- [TASK TO CARRY OUT]:
Copy only the material starting at the line that contains "Exercise. Mark the green chalk mark" and ending after the line that contains "pixel 474 159", switching every "instance" to "occurrence" and leaving everything else unchanged.

- [MATERIALS PROVIDED]:
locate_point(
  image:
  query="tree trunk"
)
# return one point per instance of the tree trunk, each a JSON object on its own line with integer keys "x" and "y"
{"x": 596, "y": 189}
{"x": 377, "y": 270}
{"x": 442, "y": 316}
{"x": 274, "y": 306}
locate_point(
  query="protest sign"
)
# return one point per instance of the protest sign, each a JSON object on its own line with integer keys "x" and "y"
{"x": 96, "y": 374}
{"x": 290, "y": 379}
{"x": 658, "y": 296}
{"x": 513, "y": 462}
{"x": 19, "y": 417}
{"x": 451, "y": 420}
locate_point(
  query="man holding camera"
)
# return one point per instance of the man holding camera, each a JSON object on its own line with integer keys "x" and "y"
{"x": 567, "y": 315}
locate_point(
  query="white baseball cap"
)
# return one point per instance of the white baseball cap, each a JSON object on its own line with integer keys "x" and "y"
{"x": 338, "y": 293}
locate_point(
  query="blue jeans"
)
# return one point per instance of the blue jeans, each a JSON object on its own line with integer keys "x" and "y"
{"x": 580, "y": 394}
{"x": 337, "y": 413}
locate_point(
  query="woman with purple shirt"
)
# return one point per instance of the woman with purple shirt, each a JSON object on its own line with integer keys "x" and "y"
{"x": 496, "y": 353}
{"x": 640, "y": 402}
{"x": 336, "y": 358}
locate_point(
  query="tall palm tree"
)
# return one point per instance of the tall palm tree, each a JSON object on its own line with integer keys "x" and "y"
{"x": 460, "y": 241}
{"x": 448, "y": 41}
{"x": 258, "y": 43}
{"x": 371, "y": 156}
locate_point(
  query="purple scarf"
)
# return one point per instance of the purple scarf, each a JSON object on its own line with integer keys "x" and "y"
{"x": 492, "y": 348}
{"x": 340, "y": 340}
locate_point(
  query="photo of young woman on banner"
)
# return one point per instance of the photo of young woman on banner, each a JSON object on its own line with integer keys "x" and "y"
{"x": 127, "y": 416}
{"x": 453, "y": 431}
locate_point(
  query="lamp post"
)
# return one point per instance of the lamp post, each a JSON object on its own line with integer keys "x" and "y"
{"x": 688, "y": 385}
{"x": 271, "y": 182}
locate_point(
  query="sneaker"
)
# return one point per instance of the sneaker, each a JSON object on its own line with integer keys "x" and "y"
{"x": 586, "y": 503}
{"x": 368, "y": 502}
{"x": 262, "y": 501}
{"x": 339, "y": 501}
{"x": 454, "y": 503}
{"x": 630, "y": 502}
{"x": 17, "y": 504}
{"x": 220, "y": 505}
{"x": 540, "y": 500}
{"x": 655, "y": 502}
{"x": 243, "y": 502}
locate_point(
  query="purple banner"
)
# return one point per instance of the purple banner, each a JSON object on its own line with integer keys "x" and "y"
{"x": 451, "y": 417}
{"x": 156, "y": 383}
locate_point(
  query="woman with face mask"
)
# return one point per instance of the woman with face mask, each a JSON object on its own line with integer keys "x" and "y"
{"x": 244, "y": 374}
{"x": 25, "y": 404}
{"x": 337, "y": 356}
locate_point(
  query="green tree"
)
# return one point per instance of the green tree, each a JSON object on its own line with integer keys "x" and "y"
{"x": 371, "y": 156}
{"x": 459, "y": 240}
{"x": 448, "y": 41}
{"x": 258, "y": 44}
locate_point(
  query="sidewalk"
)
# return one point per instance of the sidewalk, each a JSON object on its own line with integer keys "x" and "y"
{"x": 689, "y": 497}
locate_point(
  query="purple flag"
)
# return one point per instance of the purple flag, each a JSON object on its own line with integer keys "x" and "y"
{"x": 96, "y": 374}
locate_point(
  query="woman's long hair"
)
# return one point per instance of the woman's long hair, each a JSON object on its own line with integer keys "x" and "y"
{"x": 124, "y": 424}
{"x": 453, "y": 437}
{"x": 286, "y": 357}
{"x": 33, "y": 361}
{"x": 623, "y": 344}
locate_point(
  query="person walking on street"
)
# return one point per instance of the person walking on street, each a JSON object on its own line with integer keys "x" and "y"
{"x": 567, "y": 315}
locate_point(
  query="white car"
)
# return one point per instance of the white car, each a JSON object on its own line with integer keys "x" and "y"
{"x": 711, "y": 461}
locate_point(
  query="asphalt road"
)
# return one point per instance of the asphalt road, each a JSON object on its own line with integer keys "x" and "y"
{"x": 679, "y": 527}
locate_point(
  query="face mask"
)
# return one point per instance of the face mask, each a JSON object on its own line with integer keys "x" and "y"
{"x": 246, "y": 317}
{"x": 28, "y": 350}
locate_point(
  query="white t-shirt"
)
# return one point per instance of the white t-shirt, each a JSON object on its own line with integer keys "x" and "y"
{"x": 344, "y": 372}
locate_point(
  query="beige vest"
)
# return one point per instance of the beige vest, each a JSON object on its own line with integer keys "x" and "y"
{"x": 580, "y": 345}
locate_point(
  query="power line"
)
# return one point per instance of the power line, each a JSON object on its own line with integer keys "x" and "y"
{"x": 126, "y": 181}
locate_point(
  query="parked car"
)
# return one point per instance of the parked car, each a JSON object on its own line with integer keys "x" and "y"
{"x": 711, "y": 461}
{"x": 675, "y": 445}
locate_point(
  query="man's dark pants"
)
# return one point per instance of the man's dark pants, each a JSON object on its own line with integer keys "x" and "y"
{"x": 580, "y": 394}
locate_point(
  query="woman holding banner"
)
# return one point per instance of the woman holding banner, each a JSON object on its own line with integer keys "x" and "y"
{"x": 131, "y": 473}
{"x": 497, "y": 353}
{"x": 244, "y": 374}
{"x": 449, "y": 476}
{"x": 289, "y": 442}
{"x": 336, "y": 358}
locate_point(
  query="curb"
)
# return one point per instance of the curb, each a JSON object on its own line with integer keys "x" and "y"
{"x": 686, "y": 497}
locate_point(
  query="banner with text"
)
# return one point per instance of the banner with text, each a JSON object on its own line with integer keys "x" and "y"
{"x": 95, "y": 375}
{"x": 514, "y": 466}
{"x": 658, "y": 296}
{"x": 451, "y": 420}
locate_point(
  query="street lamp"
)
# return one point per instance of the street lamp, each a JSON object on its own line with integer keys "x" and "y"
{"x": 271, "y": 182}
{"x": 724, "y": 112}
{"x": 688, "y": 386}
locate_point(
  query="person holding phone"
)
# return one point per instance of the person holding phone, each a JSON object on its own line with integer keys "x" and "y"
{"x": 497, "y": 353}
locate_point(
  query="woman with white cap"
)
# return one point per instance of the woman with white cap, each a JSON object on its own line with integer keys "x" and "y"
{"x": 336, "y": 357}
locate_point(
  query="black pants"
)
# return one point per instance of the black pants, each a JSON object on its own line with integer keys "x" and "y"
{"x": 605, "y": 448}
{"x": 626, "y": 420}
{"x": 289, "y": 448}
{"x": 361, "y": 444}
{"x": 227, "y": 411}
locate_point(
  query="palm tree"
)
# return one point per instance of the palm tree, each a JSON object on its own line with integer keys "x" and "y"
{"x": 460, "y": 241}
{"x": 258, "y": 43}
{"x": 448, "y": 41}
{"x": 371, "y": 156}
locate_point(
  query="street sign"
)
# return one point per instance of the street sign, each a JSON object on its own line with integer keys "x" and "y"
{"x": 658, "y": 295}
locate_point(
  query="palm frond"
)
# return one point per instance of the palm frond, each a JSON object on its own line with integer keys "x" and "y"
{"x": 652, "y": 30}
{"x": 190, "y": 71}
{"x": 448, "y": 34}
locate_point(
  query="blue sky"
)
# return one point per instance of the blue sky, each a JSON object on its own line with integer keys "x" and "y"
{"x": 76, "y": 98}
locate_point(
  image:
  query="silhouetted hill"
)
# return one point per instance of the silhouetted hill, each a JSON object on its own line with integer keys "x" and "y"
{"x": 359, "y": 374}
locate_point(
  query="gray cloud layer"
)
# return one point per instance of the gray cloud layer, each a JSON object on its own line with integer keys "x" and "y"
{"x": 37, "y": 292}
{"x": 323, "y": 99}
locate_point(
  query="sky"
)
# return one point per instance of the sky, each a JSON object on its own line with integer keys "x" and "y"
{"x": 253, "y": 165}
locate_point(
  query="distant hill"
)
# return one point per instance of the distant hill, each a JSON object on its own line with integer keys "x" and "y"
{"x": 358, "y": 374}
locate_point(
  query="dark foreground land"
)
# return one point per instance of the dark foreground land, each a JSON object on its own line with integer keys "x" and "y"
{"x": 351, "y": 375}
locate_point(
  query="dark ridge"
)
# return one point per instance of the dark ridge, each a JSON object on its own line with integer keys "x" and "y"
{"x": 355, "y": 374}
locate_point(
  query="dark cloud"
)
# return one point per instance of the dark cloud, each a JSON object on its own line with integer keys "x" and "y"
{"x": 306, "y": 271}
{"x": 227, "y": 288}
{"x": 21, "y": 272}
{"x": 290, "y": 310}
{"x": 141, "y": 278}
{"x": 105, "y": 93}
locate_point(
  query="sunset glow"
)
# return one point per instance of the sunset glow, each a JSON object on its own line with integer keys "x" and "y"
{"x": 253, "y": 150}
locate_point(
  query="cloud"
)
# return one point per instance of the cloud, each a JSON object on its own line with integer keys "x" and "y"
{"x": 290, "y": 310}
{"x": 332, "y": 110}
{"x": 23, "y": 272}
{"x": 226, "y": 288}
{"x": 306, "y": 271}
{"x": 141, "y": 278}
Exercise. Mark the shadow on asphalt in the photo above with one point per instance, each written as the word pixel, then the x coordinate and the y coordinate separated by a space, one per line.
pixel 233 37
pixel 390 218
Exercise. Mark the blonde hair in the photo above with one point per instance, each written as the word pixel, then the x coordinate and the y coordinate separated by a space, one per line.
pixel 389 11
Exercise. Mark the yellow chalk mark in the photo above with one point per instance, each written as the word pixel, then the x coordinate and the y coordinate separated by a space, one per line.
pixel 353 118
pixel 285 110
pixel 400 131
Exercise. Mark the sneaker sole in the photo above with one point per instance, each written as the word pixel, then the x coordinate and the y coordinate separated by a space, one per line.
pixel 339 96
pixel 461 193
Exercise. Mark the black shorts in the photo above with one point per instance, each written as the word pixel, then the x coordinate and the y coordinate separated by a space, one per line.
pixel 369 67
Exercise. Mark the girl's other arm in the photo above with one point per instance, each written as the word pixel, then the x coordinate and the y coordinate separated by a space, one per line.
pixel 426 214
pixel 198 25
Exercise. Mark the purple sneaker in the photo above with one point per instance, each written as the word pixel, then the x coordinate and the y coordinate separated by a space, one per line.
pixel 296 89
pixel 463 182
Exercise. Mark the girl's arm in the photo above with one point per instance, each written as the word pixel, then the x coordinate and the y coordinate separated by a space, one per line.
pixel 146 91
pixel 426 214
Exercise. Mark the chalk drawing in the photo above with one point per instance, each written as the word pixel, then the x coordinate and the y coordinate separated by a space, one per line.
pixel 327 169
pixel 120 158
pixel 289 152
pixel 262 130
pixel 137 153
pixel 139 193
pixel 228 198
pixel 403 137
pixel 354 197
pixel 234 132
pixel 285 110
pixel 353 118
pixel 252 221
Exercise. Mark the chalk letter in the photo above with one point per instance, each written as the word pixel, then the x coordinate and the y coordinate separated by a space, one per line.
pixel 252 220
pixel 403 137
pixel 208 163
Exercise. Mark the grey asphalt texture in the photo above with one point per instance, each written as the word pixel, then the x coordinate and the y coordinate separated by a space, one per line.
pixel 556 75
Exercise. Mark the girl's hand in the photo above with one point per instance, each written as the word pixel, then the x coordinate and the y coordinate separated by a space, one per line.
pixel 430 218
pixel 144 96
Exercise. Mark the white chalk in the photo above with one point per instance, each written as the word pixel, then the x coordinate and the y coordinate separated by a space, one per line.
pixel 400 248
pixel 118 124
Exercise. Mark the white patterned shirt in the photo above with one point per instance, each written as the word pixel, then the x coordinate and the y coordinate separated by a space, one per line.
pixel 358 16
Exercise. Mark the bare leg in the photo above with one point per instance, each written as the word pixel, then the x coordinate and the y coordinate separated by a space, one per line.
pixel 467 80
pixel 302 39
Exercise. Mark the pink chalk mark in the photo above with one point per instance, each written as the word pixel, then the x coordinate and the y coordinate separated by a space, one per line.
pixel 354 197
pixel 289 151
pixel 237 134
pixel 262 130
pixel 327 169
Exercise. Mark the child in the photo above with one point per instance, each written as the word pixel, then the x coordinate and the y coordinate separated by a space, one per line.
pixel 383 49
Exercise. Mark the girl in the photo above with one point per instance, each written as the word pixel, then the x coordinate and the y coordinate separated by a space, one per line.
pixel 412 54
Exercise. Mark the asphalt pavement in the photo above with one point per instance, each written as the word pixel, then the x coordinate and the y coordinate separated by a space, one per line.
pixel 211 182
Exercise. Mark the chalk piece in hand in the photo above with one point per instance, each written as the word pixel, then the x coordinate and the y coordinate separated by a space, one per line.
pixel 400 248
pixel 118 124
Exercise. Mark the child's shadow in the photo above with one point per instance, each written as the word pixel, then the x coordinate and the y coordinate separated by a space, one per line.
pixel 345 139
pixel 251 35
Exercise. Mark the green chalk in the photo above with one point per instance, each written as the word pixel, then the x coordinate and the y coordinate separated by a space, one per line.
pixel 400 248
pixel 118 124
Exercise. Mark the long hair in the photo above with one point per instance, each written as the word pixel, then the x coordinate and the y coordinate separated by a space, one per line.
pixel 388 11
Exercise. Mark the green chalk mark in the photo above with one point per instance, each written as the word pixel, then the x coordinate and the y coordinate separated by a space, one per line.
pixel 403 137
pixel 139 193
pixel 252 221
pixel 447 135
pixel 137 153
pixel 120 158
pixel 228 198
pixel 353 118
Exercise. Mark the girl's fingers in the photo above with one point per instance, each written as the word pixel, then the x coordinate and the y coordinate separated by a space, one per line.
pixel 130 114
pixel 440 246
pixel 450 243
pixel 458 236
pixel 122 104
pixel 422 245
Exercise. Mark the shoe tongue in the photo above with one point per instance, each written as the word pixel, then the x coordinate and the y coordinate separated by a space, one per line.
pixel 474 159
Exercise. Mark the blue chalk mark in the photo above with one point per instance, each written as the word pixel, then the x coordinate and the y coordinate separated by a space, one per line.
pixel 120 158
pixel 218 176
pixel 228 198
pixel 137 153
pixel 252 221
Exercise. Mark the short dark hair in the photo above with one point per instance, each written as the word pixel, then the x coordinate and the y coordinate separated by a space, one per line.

- [WRITTEN RESPONSE]:
Exercise. Mark the green chalk mark in the photo above with one point per occurrence, each written as the word pixel, then the x coordinate and the y coordinate separated by a space, one per line.
pixel 403 137
pixel 139 193
pixel 252 221
pixel 447 135
pixel 137 153
pixel 120 158
pixel 228 198
pixel 353 118
Exercise. Mark the girl's fingers in the photo above with one point per occurrence, each written as the word pixel, then the x coordinate and the y coordinate separated by a space, one per line.
pixel 130 114
pixel 440 246
pixel 450 243
pixel 458 236
pixel 122 104
pixel 422 245
Exercise. Mark the shoe tongue in the photo above with one point per occurrence, each written as the word pixel, then the x coordinate and the y coordinate separated by a space, one per line.
pixel 474 159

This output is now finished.